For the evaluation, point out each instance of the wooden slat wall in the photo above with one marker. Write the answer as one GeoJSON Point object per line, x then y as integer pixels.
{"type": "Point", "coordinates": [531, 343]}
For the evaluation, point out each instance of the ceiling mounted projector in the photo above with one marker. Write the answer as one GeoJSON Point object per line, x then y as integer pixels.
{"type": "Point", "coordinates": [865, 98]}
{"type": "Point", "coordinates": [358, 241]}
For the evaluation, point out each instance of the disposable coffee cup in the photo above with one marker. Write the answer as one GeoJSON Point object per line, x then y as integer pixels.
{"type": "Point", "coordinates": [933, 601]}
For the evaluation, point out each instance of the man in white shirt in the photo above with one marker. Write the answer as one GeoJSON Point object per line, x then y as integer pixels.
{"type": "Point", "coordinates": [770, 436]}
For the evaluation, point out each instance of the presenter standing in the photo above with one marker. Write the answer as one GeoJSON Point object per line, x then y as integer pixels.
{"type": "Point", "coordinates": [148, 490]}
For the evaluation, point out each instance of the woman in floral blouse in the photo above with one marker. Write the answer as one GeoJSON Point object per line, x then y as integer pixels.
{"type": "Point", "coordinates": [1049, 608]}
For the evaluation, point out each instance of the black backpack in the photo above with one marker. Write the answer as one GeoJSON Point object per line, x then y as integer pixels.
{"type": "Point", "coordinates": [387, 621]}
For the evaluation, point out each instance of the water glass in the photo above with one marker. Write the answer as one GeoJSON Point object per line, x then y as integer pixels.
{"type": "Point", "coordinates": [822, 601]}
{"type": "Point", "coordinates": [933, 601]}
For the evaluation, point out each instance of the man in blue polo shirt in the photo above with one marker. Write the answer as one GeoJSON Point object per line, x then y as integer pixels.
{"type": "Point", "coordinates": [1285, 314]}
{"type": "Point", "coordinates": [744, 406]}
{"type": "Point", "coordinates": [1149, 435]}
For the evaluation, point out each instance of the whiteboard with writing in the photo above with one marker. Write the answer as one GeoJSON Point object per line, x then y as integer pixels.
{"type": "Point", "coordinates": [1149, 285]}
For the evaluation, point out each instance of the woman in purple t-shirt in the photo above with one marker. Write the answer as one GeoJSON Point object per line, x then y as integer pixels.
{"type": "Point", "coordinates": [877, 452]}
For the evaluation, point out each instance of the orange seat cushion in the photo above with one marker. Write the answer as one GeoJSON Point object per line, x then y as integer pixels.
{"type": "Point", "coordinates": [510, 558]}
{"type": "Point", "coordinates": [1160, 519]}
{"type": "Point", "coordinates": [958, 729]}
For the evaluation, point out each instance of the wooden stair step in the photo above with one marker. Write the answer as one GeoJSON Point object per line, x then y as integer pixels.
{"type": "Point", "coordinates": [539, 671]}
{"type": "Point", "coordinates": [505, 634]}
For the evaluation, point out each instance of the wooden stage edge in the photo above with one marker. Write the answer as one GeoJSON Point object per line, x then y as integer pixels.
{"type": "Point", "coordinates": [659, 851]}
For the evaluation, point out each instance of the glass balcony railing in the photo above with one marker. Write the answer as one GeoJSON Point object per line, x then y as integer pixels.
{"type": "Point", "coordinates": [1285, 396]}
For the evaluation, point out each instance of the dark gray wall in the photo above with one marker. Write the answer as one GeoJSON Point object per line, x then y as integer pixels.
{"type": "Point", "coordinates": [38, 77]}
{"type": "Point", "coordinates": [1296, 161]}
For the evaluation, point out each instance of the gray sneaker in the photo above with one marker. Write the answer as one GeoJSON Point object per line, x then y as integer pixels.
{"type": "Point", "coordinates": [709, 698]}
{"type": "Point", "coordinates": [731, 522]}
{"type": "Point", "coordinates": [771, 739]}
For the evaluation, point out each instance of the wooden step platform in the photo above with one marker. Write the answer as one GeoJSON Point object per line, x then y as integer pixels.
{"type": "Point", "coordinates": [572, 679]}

---

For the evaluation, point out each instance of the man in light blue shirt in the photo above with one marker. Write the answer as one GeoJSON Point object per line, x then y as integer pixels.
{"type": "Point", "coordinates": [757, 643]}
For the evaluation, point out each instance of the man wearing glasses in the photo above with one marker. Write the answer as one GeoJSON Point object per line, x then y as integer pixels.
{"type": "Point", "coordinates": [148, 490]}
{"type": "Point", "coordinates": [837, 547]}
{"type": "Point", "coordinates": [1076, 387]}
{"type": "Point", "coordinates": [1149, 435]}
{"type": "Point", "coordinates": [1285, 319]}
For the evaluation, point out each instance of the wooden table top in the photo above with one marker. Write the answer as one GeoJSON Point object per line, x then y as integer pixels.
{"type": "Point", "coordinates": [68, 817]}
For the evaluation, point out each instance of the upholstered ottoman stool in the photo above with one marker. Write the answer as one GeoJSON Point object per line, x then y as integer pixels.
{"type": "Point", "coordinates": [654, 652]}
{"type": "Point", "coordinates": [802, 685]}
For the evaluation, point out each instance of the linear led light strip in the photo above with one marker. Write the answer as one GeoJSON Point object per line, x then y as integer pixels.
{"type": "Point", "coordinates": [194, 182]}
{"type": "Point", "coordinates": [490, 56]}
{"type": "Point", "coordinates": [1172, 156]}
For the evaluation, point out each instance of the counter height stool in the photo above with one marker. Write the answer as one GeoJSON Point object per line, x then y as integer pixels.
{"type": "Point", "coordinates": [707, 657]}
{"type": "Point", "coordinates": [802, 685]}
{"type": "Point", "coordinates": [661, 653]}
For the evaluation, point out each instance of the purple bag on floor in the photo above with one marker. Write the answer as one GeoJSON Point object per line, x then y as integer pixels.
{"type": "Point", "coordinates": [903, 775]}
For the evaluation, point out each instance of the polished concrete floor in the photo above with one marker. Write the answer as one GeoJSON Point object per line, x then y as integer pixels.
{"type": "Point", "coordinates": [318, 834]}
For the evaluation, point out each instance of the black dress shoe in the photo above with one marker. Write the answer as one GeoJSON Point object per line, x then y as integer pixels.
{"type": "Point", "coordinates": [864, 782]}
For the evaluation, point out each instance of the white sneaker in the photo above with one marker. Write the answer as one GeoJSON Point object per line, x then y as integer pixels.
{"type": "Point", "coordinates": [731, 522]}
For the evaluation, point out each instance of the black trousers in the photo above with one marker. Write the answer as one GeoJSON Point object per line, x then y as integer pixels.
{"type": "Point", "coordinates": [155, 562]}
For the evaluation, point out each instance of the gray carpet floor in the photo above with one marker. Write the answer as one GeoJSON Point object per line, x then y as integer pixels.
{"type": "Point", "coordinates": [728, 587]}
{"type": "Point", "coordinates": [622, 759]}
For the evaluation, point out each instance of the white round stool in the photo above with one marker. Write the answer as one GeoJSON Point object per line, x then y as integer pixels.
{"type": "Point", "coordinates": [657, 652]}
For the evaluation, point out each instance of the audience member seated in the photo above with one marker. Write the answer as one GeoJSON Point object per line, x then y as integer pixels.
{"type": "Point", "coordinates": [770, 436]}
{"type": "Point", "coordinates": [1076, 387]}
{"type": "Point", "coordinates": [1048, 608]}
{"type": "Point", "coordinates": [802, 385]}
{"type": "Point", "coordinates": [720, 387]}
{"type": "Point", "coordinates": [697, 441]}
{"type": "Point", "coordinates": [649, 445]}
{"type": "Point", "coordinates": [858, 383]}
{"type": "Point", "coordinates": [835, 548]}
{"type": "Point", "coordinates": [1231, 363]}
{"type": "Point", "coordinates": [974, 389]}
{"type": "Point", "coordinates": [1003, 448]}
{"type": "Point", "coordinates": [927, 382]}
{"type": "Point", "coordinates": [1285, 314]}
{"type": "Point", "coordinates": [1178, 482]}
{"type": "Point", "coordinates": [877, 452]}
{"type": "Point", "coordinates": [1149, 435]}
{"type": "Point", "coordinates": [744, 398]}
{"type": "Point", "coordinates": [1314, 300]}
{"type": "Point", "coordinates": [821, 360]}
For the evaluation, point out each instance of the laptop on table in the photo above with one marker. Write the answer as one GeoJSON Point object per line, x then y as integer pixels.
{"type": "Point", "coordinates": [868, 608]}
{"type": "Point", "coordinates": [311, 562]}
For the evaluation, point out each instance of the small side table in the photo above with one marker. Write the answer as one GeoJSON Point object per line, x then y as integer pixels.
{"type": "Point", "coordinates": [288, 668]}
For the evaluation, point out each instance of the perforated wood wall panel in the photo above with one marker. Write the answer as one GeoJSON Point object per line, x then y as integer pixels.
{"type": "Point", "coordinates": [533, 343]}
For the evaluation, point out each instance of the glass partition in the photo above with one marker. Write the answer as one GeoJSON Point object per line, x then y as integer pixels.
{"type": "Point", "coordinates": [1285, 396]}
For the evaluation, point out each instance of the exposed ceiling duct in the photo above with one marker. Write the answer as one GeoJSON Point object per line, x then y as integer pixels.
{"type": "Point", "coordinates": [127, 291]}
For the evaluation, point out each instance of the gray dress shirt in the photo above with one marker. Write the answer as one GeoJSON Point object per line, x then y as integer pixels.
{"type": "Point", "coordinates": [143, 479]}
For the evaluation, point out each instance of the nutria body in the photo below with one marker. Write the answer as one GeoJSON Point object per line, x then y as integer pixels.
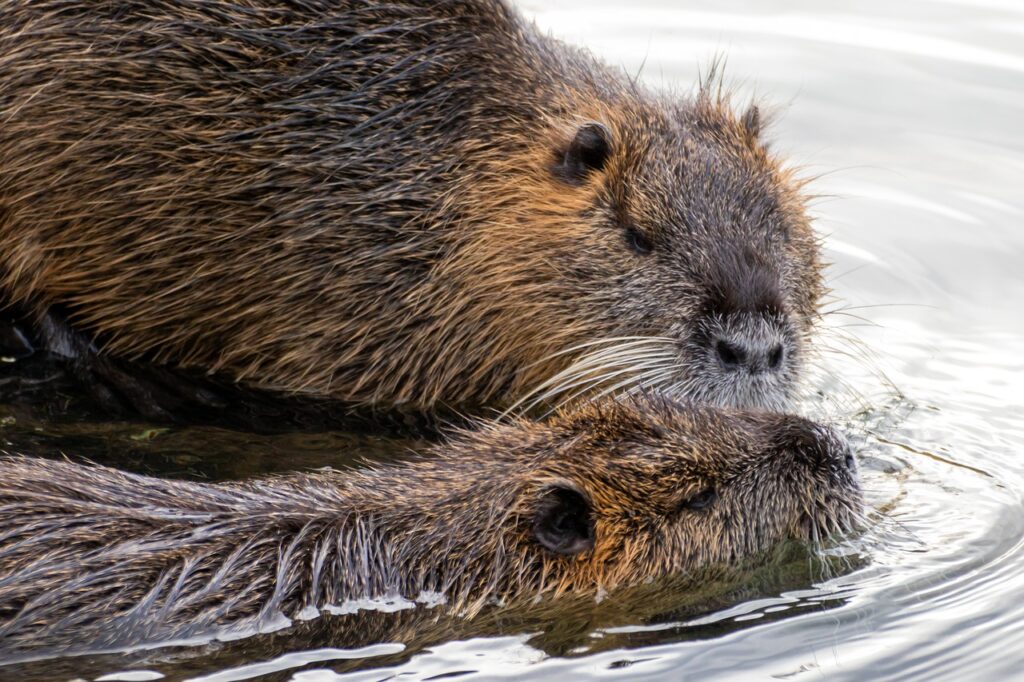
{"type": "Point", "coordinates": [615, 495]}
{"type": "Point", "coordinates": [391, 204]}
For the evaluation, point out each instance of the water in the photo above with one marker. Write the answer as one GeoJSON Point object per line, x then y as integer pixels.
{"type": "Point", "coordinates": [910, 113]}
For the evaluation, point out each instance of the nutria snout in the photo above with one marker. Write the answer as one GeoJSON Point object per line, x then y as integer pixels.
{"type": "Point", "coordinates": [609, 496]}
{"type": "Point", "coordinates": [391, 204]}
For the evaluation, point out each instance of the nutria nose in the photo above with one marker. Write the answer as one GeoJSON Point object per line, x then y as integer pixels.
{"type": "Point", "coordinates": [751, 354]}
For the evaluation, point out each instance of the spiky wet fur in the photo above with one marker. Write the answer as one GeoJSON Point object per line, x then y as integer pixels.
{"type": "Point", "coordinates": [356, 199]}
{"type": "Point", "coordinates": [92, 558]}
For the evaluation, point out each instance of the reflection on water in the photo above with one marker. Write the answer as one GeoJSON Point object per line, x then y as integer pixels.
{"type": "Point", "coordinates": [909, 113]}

== Required task ==
Which lines of the records above contain the string "black", counting only matches in the same case? Pull out each of those lines in full.

== Correct output ==
For the evaluation, point out each instance of the black backpack in the photo above with one marker. Write the answer as one GeoJSON Point object per line, x then y as integer pixels.
For the evaluation, point out each instance of the black dress shoe in the photo above with one marker. Write the answer as one GeoJSON Point object per line, x then y as integer pixels.
For the evaluation, point out each instance of the black trousers in the photo above with one marker. Write the answer as one GeoJSON Point object per line, x then y as integer pixels.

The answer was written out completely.